┌─ EXTRAIT

Aujourd’hui, sortant vaille que vaille d’une longue période dépressive où ma foi en l’humanité fut largement bousculée, je me surprends à observer avec une distance étonnante le grand cirque que l’élection d’un enfant capricieux et de sa clique provoque autour de moi.
Bien sûr, ça m’a foutu un sacré coup au moral, bien sûr, j’ai eu froid dans le dos en voyant le salut nazi de Musk, mais rapidement je me suis dit que c’était une sacrée mascarade. Une dangereuse mascarade, une mascarade qui ressemble à une annonce de fin du monde. Mais une mascarade quand même.
Cela fait maintenant une bonne vingtaine d’années que nous vivons avec les réseaux sociaux. On a déjà vécu et analysé en long et en large l’effet de la désinformation lors de la première élection de Trump, et pourtant ça continue… Depuis le Sieg Heil du milliardaire mégalomane, tout le débat se cristallise là-dessus, pour ne pas parler du reste.

└─
┌─ DONNÉES FOURNIES

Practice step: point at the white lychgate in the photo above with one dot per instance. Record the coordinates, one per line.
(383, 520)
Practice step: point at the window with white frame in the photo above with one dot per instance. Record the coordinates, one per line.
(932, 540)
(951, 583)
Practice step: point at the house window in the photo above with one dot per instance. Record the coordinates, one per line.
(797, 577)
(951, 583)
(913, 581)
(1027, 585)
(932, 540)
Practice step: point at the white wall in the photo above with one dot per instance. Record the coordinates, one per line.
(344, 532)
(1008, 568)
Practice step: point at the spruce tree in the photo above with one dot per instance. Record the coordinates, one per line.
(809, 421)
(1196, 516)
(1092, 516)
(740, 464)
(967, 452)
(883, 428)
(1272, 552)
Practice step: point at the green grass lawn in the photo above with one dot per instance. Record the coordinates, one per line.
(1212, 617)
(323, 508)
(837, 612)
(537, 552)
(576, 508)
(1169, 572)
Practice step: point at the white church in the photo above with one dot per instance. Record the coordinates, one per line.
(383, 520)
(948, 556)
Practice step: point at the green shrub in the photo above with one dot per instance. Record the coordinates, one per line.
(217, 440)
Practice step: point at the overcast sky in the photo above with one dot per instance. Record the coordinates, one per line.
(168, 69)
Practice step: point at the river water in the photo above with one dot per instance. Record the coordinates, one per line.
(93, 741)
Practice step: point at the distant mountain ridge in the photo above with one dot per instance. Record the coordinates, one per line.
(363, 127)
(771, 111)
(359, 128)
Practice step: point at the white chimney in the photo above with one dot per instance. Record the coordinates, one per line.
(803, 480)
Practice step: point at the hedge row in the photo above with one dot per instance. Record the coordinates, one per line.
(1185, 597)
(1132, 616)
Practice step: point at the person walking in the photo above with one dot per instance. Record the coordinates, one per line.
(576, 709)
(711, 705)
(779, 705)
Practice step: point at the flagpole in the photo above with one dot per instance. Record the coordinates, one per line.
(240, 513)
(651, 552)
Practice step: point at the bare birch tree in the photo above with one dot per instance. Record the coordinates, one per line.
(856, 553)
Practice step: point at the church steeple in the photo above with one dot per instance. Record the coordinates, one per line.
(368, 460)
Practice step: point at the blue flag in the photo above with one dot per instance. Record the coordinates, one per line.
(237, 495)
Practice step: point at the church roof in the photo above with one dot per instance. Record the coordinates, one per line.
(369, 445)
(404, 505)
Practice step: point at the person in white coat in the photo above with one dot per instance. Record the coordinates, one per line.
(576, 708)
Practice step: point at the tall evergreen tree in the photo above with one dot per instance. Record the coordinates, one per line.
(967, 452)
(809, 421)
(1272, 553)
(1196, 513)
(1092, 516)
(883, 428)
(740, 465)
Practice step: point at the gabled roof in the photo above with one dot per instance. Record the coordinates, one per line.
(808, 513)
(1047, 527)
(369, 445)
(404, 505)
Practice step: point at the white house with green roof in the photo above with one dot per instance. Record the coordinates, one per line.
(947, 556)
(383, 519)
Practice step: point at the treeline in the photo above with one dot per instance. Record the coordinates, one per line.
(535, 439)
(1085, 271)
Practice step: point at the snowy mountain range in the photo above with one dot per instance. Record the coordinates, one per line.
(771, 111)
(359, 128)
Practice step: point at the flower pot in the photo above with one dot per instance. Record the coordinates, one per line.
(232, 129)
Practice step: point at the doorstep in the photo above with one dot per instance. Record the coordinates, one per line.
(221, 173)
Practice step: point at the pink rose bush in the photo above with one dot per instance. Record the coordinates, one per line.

└─

* CONSIGNE A: Modifiez l'extrait sur tout le passage allant de « Bien sûr, ça » jusqu'à « parler du reste. », en remplaçant « milliardaire » par « magnat ».
* CONSIGNE B: D'après l'extrait, depuis combien de temps vivons-nous avec les réseaux sociaux ?
Les entrées ne servent pas ici.

* RÉPONSE A:
Bien sûr, ça m’a foutu un sacré coup au moral, bien sûr, j’ai eu froid dans le dos en voyant le salut nazi de Musk, mais rapidement je me suis dit que c’était une sacrée mascarade. Une dangereuse mascarade, une mascarade qui ressemble à une annonce de fin du monde. Mais une mascarade quand même.
Cela fait maintenant une bonne vingtaine d’années que nous vivons avec les réseaux sociaux. On a déjà vécu et analysé en long et en large l’effet de la désinformation lors de la première élection de Trump, et pourtant ça continue… Depuis le Sieg Heil du magnat mégalomane, tout le débat se cristallise là-dessus, pour ne pas parler du reste.

* RÉPONSE B: Depuis une bonne vingtaine d'années.